For our experiments, we use the textClust algorithm [5]. Within the textClust algorithm, the produced micro-clusters mc are represented as 4-tuples:

$$\begin{aligned}mc = (w,t,TF,ID)\end{aligned}$$

The relative importance of a micro-cluster is reflected by its tokens t (namely most describing words) and its weight w. The weight is increased by 1 each time a new observation is allocated to the cluster. To be able to detect concept-drifts and account for temporal changes, the weight is exponentially decayed at each time step by

$$\begin{aligned}f(w) = w * 2^{-\lambda (t_{now}-t}),\end{aligned}$$

where \(\lambda \) denotes the fading factor, \(t_{now}\) the current time and t the time the specific micro-cluster was last updated. A cleanup procedure is applied every \(t_{gap}\) time steps where all micro-clusters below a predefined threshold are removed from the clustering result. The same applies for all tokens within a respective micro-cluster.
:::
Objective 1 - Rewrite the textClust passage from "where \(\lambda \)" to "a respective micro-cluster.", changing "threshold" to "cutoff".
The textClust passage and the listing come from unrelated sources.

Dataset excerpts -
:::
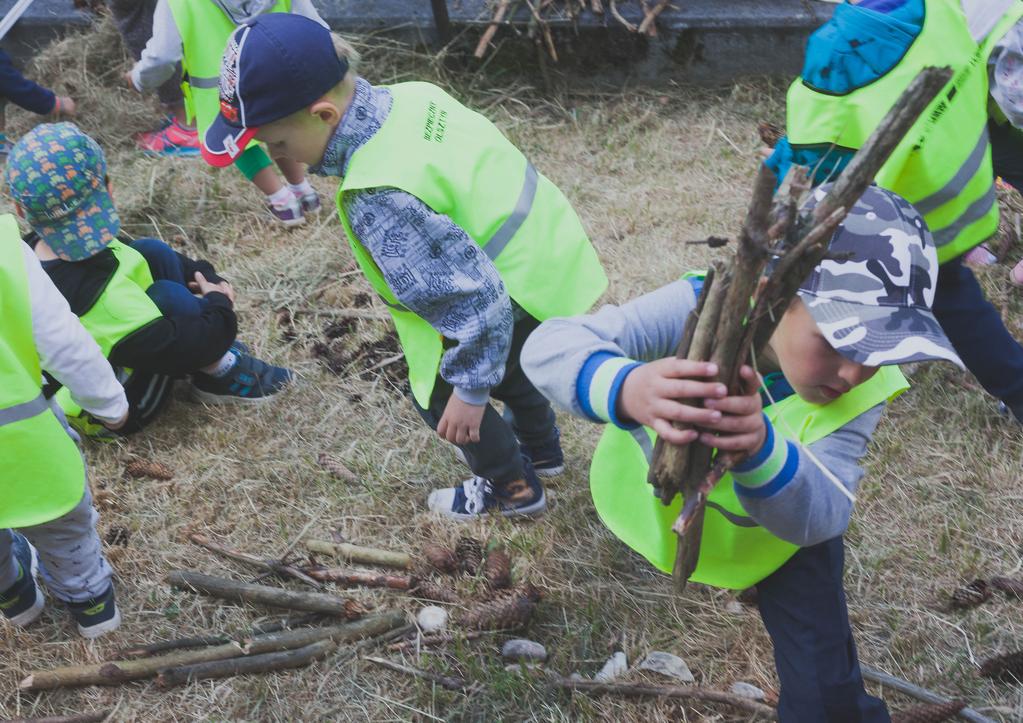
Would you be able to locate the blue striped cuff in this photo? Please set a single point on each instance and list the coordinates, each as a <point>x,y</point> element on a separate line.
<point>598,385</point>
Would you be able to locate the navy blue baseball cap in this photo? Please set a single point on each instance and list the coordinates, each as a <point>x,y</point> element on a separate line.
<point>272,66</point>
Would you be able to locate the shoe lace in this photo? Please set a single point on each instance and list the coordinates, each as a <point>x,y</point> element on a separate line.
<point>476,490</point>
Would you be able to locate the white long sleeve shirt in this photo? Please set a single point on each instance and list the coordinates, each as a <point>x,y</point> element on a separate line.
<point>68,352</point>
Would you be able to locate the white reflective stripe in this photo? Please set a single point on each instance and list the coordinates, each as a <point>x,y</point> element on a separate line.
<point>642,439</point>
<point>982,15</point>
<point>25,410</point>
<point>204,83</point>
<point>514,222</point>
<point>737,520</point>
<point>510,226</point>
<point>960,181</point>
<point>976,212</point>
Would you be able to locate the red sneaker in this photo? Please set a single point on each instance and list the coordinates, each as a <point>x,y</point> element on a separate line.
<point>172,139</point>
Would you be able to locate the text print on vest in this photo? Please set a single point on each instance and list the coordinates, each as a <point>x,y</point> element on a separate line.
<point>436,124</point>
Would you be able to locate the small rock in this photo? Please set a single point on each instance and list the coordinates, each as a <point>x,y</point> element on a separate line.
<point>667,665</point>
<point>522,649</point>
<point>615,666</point>
<point>432,619</point>
<point>748,690</point>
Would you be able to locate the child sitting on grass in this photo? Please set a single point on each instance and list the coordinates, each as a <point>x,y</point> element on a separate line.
<point>776,522</point>
<point>134,298</point>
<point>456,231</point>
<point>44,493</point>
<point>193,33</point>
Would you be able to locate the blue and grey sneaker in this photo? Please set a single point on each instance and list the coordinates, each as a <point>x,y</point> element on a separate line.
<point>23,602</point>
<point>96,616</point>
<point>547,458</point>
<point>477,496</point>
<point>250,380</point>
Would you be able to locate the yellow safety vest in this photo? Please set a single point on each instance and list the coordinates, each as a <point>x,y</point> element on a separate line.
<point>205,31</point>
<point>42,476</point>
<point>943,165</point>
<point>735,551</point>
<point>459,165</point>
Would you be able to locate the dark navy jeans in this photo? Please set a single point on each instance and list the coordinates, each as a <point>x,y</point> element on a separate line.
<point>803,607</point>
<point>169,290</point>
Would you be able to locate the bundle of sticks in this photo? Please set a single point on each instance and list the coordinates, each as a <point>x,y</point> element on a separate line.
<point>725,330</point>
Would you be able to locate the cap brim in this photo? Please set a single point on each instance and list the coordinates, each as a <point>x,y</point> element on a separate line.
<point>223,143</point>
<point>880,335</point>
<point>84,232</point>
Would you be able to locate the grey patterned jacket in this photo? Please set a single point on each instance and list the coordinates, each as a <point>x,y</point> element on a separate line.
<point>432,265</point>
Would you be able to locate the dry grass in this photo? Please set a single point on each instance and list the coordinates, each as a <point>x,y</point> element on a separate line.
<point>646,171</point>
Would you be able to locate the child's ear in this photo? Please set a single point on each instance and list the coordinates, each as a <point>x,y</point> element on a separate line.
<point>326,110</point>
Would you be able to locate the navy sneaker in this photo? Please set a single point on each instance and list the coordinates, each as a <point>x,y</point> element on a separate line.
<point>96,616</point>
<point>477,496</point>
<point>547,457</point>
<point>250,380</point>
<point>23,602</point>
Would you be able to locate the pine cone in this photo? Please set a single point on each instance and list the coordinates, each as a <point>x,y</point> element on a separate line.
<point>1010,586</point>
<point>497,570</point>
<point>935,713</point>
<point>1007,668</point>
<point>148,467</point>
<point>769,133</point>
<point>336,466</point>
<point>440,557</point>
<point>505,611</point>
<point>971,595</point>
<point>438,593</point>
<point>470,554</point>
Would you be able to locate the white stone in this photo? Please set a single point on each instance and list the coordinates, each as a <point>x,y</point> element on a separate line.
<point>432,619</point>
<point>748,690</point>
<point>615,666</point>
<point>667,665</point>
<point>525,650</point>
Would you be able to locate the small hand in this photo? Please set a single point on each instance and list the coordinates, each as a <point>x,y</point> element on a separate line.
<point>202,286</point>
<point>460,422</point>
<point>742,418</point>
<point>651,393</point>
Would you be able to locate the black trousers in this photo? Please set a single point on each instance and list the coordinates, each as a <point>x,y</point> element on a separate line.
<point>531,420</point>
<point>803,607</point>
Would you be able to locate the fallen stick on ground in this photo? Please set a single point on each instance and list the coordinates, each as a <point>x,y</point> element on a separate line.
<point>267,566</point>
<point>96,717</point>
<point>445,681</point>
<point>265,663</point>
<point>117,672</point>
<point>361,578</point>
<point>363,555</point>
<point>264,594</point>
<point>156,648</point>
<point>684,692</point>
<point>904,686</point>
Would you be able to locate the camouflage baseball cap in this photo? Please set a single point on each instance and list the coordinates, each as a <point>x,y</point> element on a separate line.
<point>57,175</point>
<point>875,306</point>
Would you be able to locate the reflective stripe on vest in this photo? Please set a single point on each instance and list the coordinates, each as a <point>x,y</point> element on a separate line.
<point>736,552</point>
<point>205,30</point>
<point>949,181</point>
<point>42,475</point>
<point>458,164</point>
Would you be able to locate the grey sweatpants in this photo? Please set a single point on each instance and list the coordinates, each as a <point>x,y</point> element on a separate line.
<point>134,21</point>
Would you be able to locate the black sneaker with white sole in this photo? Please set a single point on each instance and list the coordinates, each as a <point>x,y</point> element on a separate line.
<point>23,602</point>
<point>478,496</point>
<point>250,380</point>
<point>96,616</point>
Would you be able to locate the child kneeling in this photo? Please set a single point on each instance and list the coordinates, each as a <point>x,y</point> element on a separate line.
<point>776,522</point>
<point>134,298</point>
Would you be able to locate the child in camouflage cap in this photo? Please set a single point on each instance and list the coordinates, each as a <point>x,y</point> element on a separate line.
<point>776,522</point>
<point>157,314</point>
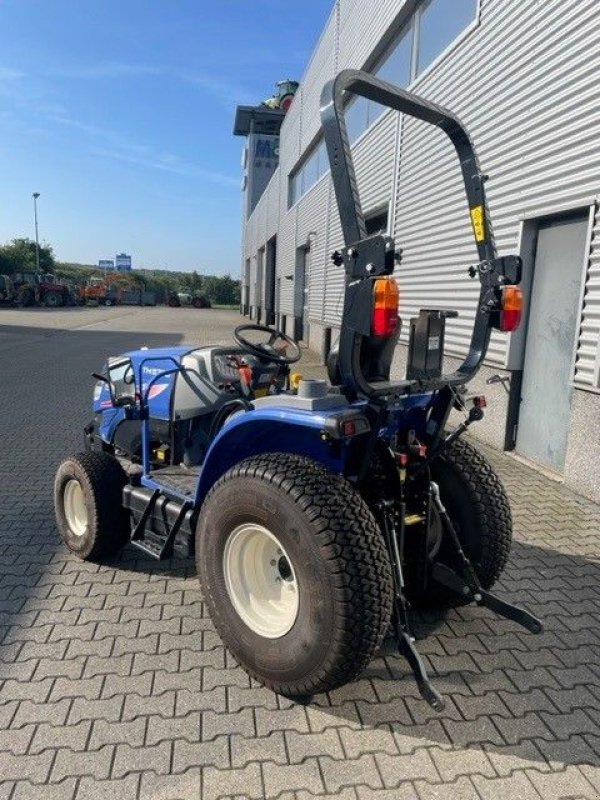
:::
Objective 2 - Extract every line of the listing that contains the word "camouflage".

Written response 1 -
where \(\lambda \) denotes the fading factor, \(t_{now}\) the current time and t the time the specific micro-cluster was last updated. A cleanup procedure is applied every \(t_{gap}\) time steps where all micro-clusters below a predefined cutoff are removed from the clustering result. The same applies for all tokens within a respective micro-cluster.

Written response 2 -
Would you be able to locate the camouflage baseball cap in this photo? Please set a single point on each instance and list the coordinates, each as a <point>x,y</point> element on a separate line.
Would you be able to locate the child in camouflage cap in this photo? Please set a single point on each instance and list the coordinates, each as a <point>x,y</point> element on a separate line.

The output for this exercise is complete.